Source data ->
•••••
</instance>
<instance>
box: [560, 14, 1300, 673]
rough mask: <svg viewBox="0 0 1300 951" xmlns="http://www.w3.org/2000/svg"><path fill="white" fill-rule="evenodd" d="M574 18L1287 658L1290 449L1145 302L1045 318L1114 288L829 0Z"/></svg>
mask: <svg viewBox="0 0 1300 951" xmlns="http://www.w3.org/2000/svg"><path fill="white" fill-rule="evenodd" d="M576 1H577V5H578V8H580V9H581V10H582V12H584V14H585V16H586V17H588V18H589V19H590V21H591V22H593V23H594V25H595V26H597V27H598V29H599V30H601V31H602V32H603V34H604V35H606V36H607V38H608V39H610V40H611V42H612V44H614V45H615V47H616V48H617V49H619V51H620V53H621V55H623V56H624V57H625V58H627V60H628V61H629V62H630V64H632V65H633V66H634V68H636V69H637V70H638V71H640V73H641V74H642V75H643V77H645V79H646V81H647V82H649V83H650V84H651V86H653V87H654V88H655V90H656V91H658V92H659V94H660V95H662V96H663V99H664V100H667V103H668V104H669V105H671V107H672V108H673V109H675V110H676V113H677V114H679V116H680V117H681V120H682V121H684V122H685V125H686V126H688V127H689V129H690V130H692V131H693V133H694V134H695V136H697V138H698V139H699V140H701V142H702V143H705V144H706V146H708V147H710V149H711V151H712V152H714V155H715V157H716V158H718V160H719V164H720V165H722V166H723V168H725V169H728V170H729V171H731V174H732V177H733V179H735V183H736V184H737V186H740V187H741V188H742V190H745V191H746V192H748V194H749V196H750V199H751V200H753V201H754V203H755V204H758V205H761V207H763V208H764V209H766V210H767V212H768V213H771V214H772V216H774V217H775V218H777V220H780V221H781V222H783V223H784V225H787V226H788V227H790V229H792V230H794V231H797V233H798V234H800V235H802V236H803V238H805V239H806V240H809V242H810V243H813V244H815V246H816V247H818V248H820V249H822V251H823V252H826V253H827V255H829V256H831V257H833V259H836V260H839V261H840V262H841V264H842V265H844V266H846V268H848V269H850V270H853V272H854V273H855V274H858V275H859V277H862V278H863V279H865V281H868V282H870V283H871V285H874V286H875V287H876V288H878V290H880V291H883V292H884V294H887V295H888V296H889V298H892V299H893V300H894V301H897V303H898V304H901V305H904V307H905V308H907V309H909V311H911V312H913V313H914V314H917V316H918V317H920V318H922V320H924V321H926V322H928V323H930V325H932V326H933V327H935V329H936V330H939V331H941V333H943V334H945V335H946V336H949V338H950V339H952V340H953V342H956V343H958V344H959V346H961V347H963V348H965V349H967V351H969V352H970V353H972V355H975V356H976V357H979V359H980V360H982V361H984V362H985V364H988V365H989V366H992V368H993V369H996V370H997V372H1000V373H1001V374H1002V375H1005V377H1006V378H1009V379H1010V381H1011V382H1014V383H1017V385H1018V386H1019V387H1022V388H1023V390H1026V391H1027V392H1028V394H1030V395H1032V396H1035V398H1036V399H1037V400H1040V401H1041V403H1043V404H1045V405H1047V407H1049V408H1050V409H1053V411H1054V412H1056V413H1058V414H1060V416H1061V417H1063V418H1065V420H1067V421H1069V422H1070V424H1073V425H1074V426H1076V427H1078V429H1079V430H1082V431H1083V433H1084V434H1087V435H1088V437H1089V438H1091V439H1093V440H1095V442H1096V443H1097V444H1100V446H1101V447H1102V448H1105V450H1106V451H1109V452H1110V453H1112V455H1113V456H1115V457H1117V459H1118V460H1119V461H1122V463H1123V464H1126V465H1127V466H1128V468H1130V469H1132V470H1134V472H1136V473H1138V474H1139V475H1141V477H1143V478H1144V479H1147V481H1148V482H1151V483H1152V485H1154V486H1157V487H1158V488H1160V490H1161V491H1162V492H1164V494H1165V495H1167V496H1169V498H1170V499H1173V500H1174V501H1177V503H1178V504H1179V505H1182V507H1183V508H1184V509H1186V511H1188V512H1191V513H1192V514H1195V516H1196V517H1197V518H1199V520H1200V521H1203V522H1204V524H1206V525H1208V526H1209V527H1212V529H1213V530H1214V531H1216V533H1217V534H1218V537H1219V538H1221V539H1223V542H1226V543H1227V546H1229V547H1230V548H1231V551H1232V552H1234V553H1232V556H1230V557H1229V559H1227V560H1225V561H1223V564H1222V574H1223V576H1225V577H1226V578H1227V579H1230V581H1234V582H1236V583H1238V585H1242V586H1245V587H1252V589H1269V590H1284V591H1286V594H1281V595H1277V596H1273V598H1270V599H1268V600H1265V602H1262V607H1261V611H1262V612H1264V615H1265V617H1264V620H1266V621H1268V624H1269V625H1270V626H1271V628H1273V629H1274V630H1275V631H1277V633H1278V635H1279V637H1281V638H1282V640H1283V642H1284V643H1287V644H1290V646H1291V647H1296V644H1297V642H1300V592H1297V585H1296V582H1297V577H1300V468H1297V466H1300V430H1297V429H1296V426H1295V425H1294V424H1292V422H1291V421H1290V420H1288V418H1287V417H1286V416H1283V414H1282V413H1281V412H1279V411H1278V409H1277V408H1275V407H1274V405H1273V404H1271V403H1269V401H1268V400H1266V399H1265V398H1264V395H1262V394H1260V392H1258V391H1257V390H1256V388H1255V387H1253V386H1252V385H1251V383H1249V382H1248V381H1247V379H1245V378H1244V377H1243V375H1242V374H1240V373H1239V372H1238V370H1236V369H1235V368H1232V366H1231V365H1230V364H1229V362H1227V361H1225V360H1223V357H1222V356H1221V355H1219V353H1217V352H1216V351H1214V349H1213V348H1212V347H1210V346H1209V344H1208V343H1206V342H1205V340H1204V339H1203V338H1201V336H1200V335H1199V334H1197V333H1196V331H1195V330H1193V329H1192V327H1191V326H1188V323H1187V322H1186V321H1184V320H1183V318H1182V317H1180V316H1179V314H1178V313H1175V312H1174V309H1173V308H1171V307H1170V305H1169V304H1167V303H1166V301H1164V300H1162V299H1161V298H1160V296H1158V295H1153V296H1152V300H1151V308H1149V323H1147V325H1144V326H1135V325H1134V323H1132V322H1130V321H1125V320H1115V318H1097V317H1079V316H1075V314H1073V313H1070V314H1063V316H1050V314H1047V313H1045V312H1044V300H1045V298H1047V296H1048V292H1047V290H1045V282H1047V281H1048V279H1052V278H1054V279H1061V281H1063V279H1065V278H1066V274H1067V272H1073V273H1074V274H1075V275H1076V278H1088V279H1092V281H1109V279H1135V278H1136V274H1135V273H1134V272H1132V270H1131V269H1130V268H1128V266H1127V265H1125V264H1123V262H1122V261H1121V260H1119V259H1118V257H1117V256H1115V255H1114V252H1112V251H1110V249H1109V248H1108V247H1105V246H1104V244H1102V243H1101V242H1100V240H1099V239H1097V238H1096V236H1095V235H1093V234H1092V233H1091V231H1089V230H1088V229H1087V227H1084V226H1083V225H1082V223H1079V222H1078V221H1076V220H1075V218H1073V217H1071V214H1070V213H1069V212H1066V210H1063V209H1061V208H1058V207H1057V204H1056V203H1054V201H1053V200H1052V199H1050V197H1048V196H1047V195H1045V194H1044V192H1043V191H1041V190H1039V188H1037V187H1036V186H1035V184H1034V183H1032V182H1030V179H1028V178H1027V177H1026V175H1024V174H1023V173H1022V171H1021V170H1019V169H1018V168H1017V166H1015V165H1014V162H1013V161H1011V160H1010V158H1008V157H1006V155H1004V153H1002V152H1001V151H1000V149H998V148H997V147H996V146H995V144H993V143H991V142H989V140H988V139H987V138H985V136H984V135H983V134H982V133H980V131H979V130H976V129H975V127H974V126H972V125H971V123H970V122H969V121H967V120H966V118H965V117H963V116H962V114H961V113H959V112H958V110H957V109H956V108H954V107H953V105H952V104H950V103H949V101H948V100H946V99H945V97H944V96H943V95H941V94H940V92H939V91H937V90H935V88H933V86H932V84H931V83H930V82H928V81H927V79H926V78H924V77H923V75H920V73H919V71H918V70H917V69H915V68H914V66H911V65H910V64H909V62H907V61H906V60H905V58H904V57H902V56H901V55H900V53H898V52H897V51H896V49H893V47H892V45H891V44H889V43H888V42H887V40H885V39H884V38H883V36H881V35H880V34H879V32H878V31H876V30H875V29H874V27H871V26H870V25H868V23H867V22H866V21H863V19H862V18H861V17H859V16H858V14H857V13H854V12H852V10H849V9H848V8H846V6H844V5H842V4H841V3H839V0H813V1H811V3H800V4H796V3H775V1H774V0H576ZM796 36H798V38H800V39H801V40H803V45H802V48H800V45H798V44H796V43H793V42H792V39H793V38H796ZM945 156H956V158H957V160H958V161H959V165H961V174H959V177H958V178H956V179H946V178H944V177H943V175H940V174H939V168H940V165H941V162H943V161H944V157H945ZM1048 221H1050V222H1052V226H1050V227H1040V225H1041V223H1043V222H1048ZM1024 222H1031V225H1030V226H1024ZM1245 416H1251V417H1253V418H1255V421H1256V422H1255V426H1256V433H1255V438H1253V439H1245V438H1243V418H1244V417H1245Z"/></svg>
•••••
WHAT TO DO -> Please express the part of the records running from the start through the line containing "rough mask: <svg" as a JSON list of strings, one string per line, leaving out blank lines.

RESPONSE ->
[
  "</instance>",
  "<instance>",
  "box: [560, 14, 1300, 673]",
  "rough mask: <svg viewBox=\"0 0 1300 951\" xmlns=\"http://www.w3.org/2000/svg\"><path fill=\"white\" fill-rule=\"evenodd\" d=\"M574 18L1287 658L1290 449L1145 302L1045 318L1114 288L829 0Z\"/></svg>"
]